WRITTEN INSTRUCTION -
Copy the rows from the line containing "of the tomato" through the end of the rows, inclusive, changing "Guideline" to "Rule" and leaving everything else the same.
-- TASK DATA start --
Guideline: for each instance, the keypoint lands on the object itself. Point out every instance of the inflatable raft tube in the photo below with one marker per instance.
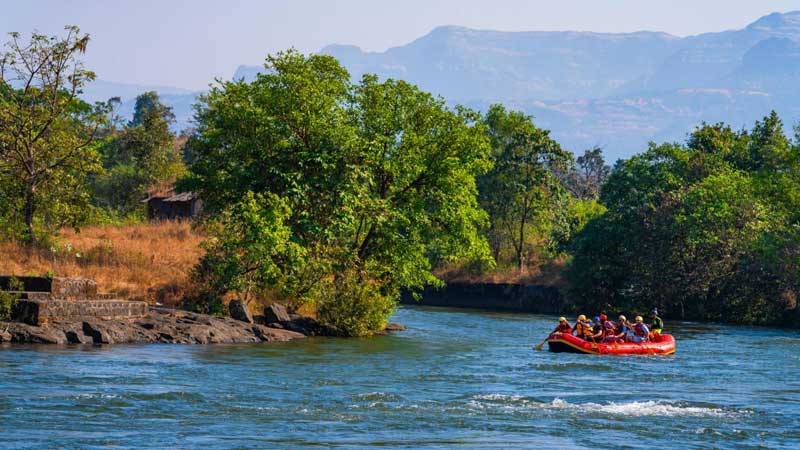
(557, 342)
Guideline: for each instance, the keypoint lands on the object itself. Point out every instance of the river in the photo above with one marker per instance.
(454, 379)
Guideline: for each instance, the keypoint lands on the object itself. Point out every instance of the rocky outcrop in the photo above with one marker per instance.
(159, 325)
(276, 313)
(238, 311)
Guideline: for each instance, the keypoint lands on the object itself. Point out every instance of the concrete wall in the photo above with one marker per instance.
(501, 297)
(40, 312)
(57, 287)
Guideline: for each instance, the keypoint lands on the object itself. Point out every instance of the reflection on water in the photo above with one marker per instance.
(454, 379)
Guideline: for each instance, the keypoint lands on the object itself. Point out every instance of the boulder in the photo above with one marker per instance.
(238, 310)
(276, 313)
(394, 327)
(160, 325)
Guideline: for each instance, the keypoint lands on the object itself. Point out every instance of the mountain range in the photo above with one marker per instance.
(616, 90)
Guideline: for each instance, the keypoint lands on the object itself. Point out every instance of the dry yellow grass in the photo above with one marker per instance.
(150, 260)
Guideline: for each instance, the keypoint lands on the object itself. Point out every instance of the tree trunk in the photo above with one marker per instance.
(30, 208)
(520, 245)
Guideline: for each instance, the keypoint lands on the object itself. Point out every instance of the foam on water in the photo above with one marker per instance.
(633, 409)
(650, 408)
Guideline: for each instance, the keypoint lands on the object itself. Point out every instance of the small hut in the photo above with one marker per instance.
(166, 204)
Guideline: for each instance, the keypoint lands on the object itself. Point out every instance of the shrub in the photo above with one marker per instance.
(356, 306)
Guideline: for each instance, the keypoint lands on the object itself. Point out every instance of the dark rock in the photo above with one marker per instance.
(160, 325)
(394, 327)
(276, 313)
(238, 310)
(96, 333)
(25, 333)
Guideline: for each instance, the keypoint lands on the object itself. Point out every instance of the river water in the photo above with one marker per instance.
(455, 379)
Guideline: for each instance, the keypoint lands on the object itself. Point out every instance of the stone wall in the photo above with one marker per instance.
(43, 300)
(41, 312)
(56, 287)
(499, 296)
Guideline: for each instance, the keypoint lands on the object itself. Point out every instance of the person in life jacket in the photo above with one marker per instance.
(597, 330)
(620, 331)
(563, 326)
(583, 328)
(640, 331)
(609, 329)
(656, 324)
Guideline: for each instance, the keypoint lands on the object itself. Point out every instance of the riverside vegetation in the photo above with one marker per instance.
(334, 195)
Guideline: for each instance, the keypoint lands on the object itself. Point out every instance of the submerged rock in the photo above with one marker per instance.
(160, 325)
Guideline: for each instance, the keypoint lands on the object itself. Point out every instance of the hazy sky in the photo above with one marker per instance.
(188, 43)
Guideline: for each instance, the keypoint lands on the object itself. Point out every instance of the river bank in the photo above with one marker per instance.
(160, 325)
(456, 379)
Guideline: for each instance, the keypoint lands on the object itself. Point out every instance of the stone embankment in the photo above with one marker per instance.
(70, 311)
(159, 325)
(493, 296)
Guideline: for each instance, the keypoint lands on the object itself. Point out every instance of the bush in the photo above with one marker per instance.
(356, 306)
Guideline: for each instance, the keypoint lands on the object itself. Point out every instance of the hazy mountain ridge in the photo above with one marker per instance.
(618, 90)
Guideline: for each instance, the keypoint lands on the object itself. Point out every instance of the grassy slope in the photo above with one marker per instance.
(143, 260)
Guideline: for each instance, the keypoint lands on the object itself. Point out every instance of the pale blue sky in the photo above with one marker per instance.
(188, 43)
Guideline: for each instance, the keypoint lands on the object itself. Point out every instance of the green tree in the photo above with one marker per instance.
(137, 157)
(47, 134)
(704, 231)
(522, 187)
(587, 177)
(378, 179)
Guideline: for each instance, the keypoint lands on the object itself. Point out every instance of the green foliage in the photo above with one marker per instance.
(522, 193)
(367, 185)
(9, 299)
(355, 305)
(705, 230)
(137, 157)
(47, 135)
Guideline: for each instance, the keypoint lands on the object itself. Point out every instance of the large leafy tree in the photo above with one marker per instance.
(47, 134)
(377, 180)
(705, 230)
(523, 187)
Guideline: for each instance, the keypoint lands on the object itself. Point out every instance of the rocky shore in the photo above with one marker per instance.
(159, 325)
(162, 325)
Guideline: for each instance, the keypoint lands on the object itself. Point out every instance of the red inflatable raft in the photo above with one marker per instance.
(662, 345)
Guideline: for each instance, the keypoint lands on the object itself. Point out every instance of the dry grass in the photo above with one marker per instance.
(150, 261)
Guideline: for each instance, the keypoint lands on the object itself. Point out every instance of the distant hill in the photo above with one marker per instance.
(619, 91)
(181, 100)
(616, 90)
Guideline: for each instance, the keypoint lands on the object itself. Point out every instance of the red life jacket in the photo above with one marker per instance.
(563, 328)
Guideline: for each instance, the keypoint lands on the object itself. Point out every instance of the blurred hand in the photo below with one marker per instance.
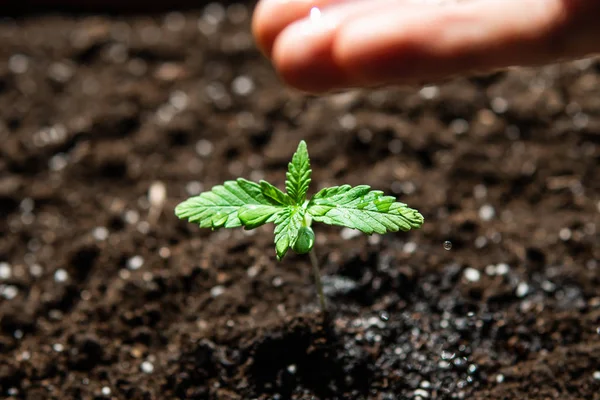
(325, 45)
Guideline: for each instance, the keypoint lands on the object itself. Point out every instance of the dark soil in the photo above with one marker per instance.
(101, 300)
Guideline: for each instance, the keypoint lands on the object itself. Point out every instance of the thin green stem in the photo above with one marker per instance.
(317, 274)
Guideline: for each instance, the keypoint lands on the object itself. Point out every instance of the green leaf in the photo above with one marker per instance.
(287, 226)
(369, 211)
(219, 207)
(252, 215)
(298, 175)
(275, 194)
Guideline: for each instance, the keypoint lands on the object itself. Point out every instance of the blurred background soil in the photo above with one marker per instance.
(101, 297)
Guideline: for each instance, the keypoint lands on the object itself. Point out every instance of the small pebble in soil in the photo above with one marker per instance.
(548, 286)
(480, 242)
(277, 281)
(502, 269)
(135, 262)
(131, 217)
(472, 275)
(147, 367)
(409, 247)
(204, 148)
(459, 126)
(18, 63)
(61, 275)
(36, 270)
(480, 191)
(100, 233)
(429, 92)
(242, 85)
(164, 252)
(487, 212)
(216, 291)
(499, 105)
(425, 385)
(565, 234)
(5, 271)
(522, 289)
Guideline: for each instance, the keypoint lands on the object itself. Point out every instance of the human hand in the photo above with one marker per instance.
(363, 43)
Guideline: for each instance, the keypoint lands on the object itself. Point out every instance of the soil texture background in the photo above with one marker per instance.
(106, 295)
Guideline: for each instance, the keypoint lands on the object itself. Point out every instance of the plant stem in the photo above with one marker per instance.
(317, 274)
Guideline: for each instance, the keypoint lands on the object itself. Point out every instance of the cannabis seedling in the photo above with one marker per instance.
(249, 204)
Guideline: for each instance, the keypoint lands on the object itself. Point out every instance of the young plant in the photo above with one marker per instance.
(242, 203)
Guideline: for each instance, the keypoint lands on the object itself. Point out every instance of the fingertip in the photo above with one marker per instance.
(264, 28)
(301, 62)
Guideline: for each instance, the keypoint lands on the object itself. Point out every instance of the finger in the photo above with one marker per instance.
(413, 44)
(302, 52)
(477, 36)
(272, 16)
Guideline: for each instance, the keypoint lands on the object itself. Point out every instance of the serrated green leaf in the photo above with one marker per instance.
(287, 226)
(252, 215)
(369, 211)
(298, 175)
(275, 194)
(219, 207)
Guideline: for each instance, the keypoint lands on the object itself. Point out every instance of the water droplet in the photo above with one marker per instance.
(18, 63)
(487, 212)
(135, 262)
(429, 92)
(277, 281)
(502, 269)
(472, 275)
(147, 367)
(216, 291)
(242, 85)
(522, 289)
(100, 233)
(204, 147)
(409, 247)
(9, 292)
(61, 275)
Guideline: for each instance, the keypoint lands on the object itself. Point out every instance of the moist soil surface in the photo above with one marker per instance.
(103, 296)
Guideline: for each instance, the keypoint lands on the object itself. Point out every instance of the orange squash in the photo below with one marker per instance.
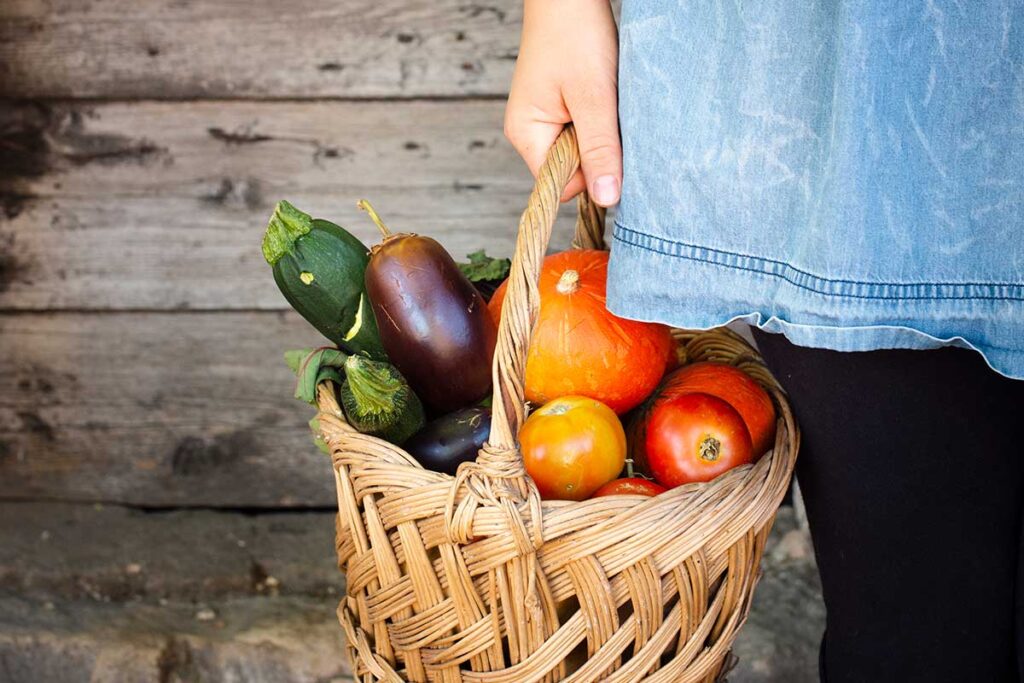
(579, 347)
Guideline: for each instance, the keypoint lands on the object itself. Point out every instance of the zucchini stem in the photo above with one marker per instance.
(365, 205)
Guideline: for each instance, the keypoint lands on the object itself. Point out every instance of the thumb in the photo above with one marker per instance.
(596, 122)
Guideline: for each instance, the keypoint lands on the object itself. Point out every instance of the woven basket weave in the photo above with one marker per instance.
(473, 579)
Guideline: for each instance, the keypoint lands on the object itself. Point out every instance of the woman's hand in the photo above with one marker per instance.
(566, 71)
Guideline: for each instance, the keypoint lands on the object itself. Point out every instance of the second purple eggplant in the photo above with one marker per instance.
(433, 324)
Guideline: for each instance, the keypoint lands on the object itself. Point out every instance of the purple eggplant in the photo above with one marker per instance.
(433, 323)
(450, 440)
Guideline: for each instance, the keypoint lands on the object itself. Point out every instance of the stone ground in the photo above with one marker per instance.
(105, 594)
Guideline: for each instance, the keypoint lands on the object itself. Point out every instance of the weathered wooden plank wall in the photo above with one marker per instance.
(142, 145)
(257, 48)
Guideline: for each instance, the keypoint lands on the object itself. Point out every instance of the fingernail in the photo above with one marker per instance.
(605, 189)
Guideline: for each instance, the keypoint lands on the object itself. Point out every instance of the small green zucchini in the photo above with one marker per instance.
(378, 400)
(321, 269)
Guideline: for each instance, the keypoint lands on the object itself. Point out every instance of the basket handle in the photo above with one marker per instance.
(522, 300)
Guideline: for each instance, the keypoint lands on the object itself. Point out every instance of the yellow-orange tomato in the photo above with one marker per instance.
(571, 446)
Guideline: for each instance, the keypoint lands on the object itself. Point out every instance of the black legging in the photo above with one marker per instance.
(912, 471)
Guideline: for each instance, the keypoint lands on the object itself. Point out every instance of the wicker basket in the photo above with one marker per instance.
(473, 579)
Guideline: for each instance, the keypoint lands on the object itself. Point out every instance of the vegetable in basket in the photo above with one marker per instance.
(695, 437)
(378, 400)
(718, 379)
(376, 397)
(572, 446)
(318, 266)
(579, 347)
(433, 323)
(451, 440)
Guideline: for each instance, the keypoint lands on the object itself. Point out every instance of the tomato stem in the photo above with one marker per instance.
(710, 449)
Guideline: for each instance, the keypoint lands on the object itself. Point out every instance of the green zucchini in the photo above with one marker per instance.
(320, 267)
(378, 400)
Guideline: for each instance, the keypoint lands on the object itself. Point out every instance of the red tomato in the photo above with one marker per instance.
-- TASK DATA end --
RESULT OF THIS EXERCISE -
Rule: for each instance, the keypoint lands on the object itself. Point out every instance of the tomato stem in the photo above with one marker per instance.
(710, 449)
Rule: for each instance, the keypoint lands on the object itself. Point out every instance of the green zucchini in the photo above with one marker per instance.
(320, 267)
(378, 400)
Rule: for each instance, the keypoint lands on the object itself. Point out every instance of the red tomato in the photo above with one marker per instance.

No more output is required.